===== Data provided =====

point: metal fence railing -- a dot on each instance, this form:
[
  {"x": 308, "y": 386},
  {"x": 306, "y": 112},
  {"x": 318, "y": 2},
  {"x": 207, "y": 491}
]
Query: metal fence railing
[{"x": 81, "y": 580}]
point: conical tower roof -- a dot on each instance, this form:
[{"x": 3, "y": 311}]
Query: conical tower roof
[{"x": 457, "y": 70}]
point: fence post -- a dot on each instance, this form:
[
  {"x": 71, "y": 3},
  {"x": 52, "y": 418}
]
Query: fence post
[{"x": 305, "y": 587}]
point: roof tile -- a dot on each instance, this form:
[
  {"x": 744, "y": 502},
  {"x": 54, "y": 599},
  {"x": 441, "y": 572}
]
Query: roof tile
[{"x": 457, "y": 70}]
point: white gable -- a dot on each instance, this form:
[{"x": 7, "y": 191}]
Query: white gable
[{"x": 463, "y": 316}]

=====

**Given exercise:** Reproduce the material above, switching each "instance" to "occurrence" and leaving every other character unchanged.

**Result of the task:**
point: metal fence railing -- a dot on each occurrence, this form:
[
  {"x": 308, "y": 386},
  {"x": 306, "y": 112},
  {"x": 318, "y": 2},
  {"x": 207, "y": 491}
]
Query: metal fence railing
[{"x": 81, "y": 580}]
point: conical tower roof -- a dot on each occurrence, this form:
[{"x": 3, "y": 311}]
Query: conical tower roof
[{"x": 457, "y": 70}]
point: fence post -- a dot on each occurrence, this form:
[
  {"x": 71, "y": 3},
  {"x": 52, "y": 418}
]
Query: fence post
[{"x": 305, "y": 587}]
point: roof tile -- a dot on each occurrence, this form:
[
  {"x": 744, "y": 502},
  {"x": 54, "y": 599},
  {"x": 441, "y": 572}
]
Query: roof tile
[{"x": 457, "y": 70}]
point: white gable -- a dot on each occurrence, this form:
[{"x": 7, "y": 191}]
Query: white gable
[{"x": 463, "y": 316}]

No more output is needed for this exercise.